-- Selected excerpt --

Almost 15 million mail-in ballots were unaccounted for in the 2020 presidential election, and more than a million more ballots were undeliverable, according to a new study. 

The Public Interest Legal Foundation, a conservative watchdog group on election integrity, released a research brief Wednesday assessing the effect of mass mail-in balloting in an election with a close presidential race in key battleground states such as Arizona, Georgia, and Wisconsin

“These figures detail how the 2020 push to mail voting needs to be a one-year experiment,” J. Christian Adams, president of the Public Interest Legal Foundation, said in a public statement

The report found that 1.1 million mail-in ballots were undeliverable for various reasons. Election officials rejected another 560,814 mail-in ballots. 

Another 14.7 million mailed ballots met an “unknown” fate, the report says.

Joe Biden defeated Donald Trump in the presidential race with an Electoral College victory of 306 to 232 after winning Arizona, Georgia, and Wisconsin by 0.6 percentage points or less.

A Washington Post analysis in February found that flipping fewer than 43,000 votes across those three states could have changed the election outcome. In the nationwide popular vote, Biden received 81,268,924 votes to Trump’s 74,216,154—a margin of 7,052,770 votes.

The Georgia Election Board voted Wednesday to conduct a review of election questions that emerged from Fulton County, the state’s most populous county. 

The review panel will investigate Fulton County’s handling of elections—not only in 2020 but complaints predating that—and could result in the state’s choosing an administrator to replace the Fulton County Registration and Elections Board. 

The report from the Public Interest Legal Foundation analyzes the undeliverable, rejected, and unaccounted-for ballots in 2020. 

“To put these numbers in perspective, President Joe Biden carried Arizona by 10,457 votes, yet [the state’s] Maricopa County reportedly sent ballots to 110,092 outdated or wrong addresses,” the legal organization’s report says. 

“The same scenario roughly happened in Nevada, where Biden carried with 33,596 votes, yet Clark County bounced 93,279 ballots.”

The report adds: “The lesson is clear: Increased reliance on mass mail voting must correlate with aggressive voter registration list maintenance.”

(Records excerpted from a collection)
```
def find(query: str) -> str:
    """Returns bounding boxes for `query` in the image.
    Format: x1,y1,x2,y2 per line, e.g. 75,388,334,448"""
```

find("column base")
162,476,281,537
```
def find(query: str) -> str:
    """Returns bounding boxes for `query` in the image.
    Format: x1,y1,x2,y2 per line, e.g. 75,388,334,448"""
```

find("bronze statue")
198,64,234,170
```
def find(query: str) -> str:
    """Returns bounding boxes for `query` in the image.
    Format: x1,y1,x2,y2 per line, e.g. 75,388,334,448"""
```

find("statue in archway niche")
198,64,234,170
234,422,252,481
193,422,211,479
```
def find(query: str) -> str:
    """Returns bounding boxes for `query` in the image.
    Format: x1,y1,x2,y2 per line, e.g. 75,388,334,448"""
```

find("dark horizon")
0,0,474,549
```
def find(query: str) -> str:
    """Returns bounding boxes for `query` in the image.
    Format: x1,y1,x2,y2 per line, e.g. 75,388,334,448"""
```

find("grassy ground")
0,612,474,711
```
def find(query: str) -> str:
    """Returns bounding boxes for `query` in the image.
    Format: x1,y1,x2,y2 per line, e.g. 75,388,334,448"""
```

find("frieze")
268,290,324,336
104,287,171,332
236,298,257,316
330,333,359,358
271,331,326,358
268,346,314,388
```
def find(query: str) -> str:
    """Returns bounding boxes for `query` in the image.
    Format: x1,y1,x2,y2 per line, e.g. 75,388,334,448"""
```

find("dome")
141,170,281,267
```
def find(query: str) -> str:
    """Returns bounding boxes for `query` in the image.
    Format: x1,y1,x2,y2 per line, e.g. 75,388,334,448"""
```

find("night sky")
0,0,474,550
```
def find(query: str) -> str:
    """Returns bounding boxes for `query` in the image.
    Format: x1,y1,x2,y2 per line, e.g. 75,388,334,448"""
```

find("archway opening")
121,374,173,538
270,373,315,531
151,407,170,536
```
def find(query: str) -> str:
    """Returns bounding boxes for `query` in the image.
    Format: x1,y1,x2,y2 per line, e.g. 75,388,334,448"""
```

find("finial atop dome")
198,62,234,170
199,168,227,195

-- What you will do --
According to the article on 2020 mail-in ballots, how many mail-in ballots did election officials reject?

-- Answer for this exercise --
Election officials rejected 560,814 mail-in ballots.